Depth-first search will not find a goal if it searches down a path that has infinite length. So, in general, depth-first search is not guaranteed to find a solution, so it is not complete.

This problem is eliminated by limiting the depth of the search to some value $l$. However, this introduces another way of preventing depth-first search from finding the goal. If the goal is deeper than $l$ it will not be found.

How would you make an intelligent guess for $l$ for a given search problem?

Its time complexity is $O(b^l)$ and its space complexity is $O(bl)$. What would the space complexity be of the backtracking version of this search?

Regular depth-first search is a special case, for which $l=\infty$.

If a depth-limited depth-first search limited to depth $l$ does not find the goal, try it again with limit at $l+1$. Continue this until goal is found.

Make depth-limited depth-first search complete by repeatedly applying it with greater values for the depth limit $l$.

Feels like breadth-first search, in that a level is fully explored before extending the search to the next level. But, unlike breadth-first search, after one level is fully explored, all nodes already expanded are thrown away and the search starts with a clear memory.

Seems very wasteful! Is it really? How many nodes are generated at the final level $d$?

$$b^d$$How many nodes are expanded in the tree on your way to the final level, down to depth $d-1$?

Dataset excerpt
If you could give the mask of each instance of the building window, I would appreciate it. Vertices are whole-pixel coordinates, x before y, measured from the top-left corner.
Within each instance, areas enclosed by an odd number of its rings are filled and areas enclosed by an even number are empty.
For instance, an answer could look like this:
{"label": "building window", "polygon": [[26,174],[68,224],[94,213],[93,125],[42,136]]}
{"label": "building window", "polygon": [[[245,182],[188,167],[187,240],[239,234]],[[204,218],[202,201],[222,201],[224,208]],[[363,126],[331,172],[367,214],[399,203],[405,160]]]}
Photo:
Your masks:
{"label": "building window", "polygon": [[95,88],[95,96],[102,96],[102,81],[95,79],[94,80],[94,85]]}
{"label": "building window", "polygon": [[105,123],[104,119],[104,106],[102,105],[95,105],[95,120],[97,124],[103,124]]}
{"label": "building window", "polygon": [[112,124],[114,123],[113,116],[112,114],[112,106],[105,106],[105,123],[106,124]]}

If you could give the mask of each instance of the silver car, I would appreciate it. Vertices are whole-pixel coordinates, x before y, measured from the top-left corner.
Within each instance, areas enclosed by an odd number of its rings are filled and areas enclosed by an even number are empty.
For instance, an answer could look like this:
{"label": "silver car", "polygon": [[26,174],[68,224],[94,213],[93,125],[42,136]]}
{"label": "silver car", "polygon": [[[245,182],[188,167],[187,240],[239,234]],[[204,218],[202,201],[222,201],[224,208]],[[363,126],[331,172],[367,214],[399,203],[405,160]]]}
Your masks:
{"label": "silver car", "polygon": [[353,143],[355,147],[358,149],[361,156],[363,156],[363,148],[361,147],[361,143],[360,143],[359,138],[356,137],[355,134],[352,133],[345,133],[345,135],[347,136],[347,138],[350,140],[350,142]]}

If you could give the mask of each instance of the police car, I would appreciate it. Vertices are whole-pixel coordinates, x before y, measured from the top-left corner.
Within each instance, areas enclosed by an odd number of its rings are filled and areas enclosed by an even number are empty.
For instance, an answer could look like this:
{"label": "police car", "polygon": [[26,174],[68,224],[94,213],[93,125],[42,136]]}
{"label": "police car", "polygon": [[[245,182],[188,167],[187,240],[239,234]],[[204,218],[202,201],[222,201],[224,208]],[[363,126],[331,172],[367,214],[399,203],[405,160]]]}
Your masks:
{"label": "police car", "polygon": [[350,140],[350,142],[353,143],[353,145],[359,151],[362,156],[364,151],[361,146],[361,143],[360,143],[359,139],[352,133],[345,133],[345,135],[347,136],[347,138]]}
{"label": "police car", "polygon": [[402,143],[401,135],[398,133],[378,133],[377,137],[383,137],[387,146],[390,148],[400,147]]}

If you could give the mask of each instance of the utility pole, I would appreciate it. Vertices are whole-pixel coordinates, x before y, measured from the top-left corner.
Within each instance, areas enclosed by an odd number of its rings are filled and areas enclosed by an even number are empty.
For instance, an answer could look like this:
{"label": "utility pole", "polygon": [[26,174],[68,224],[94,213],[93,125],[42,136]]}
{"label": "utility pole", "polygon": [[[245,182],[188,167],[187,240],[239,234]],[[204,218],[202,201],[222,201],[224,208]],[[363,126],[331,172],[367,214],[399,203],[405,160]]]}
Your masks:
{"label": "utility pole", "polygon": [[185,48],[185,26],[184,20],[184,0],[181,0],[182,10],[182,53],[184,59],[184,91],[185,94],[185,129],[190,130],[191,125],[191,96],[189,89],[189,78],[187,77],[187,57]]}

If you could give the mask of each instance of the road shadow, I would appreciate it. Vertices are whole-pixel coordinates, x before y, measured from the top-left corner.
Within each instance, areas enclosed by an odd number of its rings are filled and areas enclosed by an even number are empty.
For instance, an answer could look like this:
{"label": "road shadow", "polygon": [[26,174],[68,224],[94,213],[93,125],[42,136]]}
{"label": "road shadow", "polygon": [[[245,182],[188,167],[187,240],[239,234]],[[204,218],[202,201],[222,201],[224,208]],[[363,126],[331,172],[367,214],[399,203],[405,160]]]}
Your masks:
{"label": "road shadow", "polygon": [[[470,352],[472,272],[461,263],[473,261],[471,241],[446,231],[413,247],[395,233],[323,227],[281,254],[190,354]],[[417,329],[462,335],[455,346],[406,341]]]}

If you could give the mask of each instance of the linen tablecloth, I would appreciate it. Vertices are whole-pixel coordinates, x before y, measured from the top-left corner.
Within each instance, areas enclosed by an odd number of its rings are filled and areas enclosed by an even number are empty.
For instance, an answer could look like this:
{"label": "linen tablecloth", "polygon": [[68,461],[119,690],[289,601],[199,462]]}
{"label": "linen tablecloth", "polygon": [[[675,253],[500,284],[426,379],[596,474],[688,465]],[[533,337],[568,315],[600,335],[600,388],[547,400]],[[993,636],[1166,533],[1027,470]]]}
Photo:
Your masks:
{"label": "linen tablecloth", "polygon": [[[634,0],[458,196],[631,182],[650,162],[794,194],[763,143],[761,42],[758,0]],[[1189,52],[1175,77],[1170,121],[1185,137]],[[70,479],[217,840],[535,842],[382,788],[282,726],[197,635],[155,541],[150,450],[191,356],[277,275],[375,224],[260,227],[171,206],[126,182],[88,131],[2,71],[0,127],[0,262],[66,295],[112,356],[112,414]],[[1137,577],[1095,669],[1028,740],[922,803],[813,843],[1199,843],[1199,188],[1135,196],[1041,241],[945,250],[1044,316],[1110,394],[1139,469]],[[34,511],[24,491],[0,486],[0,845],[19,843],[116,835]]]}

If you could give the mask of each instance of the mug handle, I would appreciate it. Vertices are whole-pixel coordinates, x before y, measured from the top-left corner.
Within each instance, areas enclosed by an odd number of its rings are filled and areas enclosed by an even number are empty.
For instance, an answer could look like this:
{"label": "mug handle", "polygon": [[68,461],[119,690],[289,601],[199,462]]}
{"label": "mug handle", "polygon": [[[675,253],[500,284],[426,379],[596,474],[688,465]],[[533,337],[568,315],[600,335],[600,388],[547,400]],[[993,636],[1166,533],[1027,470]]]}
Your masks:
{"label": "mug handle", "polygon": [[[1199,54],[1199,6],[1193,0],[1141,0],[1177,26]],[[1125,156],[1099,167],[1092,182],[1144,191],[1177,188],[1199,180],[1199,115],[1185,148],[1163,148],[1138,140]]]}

*TASKS*:
1 > What space complexity does the passage on depth-limited search give for that search?
2 > Return everything in the passage on depth-limited search from "Depth-first search will" down to "goal is found.".
3 > List every question that the passage on depth-limited search poses.

*RESULTS OF THE TASKS*:
1 > $O(bl)$

2 >
Depth-first search will not find a goal if it searches down a path that has infinite length. So, in general, depth-first search is not guaranteed to find a solution, so it is not complete.

This problem is eliminated by limiting the depth of the search to some value $l$. However, this introduces another way of preventing depth-first search from finding the goal. If the goal is deeper than $l$ it will not be found.

How would you make an intelligent guess for $l$ for a given search problem?

Its time complexity is $O(b^l)$ and its space complexity is $O(bl)$. What would the space complexity be of the backtracking version of this search?

Regular depth-first search is a special case, for which $l=\infty$.

If a depth-limited depth-first search limited to depth $l$ does not find the goal, try it again with limit at $l+1$. Continue this until goal is found.

3 >
- How would you make an intelligent guess for $l$ for a given search problem?
- What would the space complexity be of the backtracking version of this search?
- Is it really?
- How many nodes are generated at the final level $d$?
- How many nodes are expanded in the tree on your way to the final level, down to depth $d-1$?